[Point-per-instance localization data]
++++++++
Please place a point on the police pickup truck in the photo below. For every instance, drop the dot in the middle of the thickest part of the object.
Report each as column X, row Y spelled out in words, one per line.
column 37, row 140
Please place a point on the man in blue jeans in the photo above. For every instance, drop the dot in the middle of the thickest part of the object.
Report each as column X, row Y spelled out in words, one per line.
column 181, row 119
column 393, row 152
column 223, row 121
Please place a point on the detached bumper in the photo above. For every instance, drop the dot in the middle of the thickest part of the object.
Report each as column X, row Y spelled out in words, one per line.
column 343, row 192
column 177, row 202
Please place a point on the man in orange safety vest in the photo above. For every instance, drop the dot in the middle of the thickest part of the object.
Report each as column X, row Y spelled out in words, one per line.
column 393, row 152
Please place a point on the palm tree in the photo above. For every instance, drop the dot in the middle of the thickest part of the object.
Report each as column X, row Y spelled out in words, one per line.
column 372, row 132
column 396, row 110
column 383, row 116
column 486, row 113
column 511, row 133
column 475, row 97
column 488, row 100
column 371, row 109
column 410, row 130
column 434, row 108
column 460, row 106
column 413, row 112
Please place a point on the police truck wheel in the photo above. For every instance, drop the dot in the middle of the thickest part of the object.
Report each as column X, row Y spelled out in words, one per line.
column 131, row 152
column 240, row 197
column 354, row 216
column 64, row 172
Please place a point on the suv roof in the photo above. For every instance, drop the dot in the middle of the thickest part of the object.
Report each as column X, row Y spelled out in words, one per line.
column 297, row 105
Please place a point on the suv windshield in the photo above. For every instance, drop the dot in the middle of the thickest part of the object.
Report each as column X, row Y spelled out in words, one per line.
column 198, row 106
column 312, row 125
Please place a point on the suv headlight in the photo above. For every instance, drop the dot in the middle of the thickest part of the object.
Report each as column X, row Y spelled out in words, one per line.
++++++++
§ **Assignment**:
Give back every entry above, complete and exact.

§ **Reply**:
Please place a point on the police pickup truck in the photo below. For every instance, drop the dot in the middle of the thickest part of the object.
Report each as column X, row Y spelled out in words, one per line.
column 37, row 140
Please place a point on the man in blue jeans in the photo above. For every instance, drop the dot in the middle of the thickest part of the object.
Report each as column X, row Y spelled out in words, one per line.
column 181, row 119
column 393, row 152
column 223, row 121
Please place a point on the detached bumper in the photo above. For every instance, drop the dot in the middle of the thickest part of the object.
Report each as column X, row Y spelled out in words, one per line.
column 343, row 192
column 177, row 202
Please place a point on the man in orange safety vest in the photo above. For every instance, drop the dot in the middle of the thickest part of the object.
Report each as column X, row Y spelled out in words, one per line.
column 393, row 152
Please place a point on the palm tree in the photo above. For every instance, drop the dot in the middle of the thickest part of the object.
Report each as column X, row Y spelled out in words, one per line.
column 372, row 132
column 396, row 110
column 383, row 116
column 486, row 113
column 511, row 133
column 475, row 97
column 488, row 100
column 371, row 109
column 410, row 130
column 434, row 108
column 460, row 106
column 413, row 112
Please place a point on the police truck wheel in the photo above. For every instance, drop the dot in the middle of the thickest part of the object.
Report each as column X, row Y spelled out in words, one per line.
column 131, row 152
column 240, row 197
column 354, row 216
column 64, row 172
Please place a point on the suv roof in the photo above. For every instance, drop the dot in the middle of the thickest part of the object.
Report each as column X, row Y spelled out in words, one per line.
column 297, row 105
Please place a point on the suv windshield in the photo above. For every instance, drop the dot in the middle of the thickest part of the object.
Report each as column X, row Y spelled out in words, one per line.
column 198, row 106
column 312, row 125
Please place a point on the suv headlight in the photo above. For every instance, drop the dot in the middle of the thickest part of the object.
Report each as column X, row Y spelled out in words, one per line.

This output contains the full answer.